» **Article**:

# Objective: Customer Revenue Prediction

The 80/20 rule has proven true for many businesses–only a small percentage of customers produce most of the revenue. As such, marketing teams are challenged to make appropriate investments in promotional strategies.
This notebook will analyze a Google Merchandise Store (also known as GStore, where Google swag is sold) customer dataset from Kaggle competition ['Google Analytics Customer Revenue Prediction'](https://www.kaggle.com/c/ga-customer-revenue-prediction) to predict revenue per customer. 

### About the dataset:

* Train data sample size : 903653 
* Test data sample size : 804684 

Each row in the dataset is one visit to the store. Targeted outputs are prediction of the natural log of the sum of all transactions per user.
The data fields in the given files include > 50 columns, for the following key areas:

* fullVisitorId- A unique identifier for each user of the Google Merchandise Store.
* channelGrouping - The channel via which the user came to the Store.
* date - The date on which the user visited the Store.
* device - The specifications for the device used to access the Store.
* geoNetwork - This section contains information about the geography of the user.
* sessionId - A unique identifier for this visit to the store.

» **Short exercise 1**: According to the revenue prediction overview, what does each row in the dataset represent?

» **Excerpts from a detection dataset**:
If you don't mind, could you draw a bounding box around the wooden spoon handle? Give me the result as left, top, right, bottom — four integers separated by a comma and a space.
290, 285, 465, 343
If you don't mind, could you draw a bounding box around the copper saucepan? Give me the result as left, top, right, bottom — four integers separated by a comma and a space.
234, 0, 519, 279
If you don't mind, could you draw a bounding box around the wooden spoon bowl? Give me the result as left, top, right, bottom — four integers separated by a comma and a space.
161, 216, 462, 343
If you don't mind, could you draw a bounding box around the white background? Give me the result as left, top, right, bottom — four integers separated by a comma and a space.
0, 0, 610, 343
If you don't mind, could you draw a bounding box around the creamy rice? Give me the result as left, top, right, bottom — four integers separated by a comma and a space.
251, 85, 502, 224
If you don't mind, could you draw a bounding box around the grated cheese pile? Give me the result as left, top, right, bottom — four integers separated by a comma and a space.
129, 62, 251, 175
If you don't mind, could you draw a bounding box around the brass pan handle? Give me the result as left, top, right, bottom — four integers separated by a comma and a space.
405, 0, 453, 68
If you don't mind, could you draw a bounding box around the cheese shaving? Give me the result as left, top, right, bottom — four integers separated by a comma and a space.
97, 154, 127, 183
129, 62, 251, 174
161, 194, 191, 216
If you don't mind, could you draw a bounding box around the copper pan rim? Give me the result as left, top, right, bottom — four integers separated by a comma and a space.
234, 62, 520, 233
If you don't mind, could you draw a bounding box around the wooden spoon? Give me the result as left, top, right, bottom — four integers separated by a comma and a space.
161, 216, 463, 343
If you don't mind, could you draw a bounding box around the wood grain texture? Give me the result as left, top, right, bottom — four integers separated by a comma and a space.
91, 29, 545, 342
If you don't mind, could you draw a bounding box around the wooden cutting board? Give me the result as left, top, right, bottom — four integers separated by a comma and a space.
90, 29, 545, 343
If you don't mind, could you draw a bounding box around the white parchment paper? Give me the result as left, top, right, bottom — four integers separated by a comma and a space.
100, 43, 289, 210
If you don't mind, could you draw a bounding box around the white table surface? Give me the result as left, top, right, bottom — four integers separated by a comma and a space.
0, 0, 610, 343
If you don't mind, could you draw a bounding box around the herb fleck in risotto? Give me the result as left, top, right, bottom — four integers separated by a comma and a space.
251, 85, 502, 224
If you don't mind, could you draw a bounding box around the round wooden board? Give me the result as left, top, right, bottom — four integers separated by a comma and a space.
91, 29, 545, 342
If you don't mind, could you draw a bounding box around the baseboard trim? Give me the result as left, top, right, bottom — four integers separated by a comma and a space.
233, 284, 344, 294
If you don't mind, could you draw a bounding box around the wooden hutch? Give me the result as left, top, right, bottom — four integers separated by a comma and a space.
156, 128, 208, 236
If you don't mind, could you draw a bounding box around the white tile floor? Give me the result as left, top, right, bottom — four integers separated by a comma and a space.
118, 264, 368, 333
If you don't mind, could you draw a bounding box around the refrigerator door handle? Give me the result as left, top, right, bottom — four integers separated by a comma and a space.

» **Short exercise 2**: Swap "grated" for "shredded" in the listing, from the line with "around the grated" up to and including the line with "129, 62, 251, 175", and write out only those lines with everything else left as it is.

» **Output 1**: One visit to the store.

» **Output 2**:
If you don't mind, could you draw a bounding box around the shredded cheese pile? Give me the result as left, top, right, bottom — four integers separated by a comma and a space.
129, 62, 251, 175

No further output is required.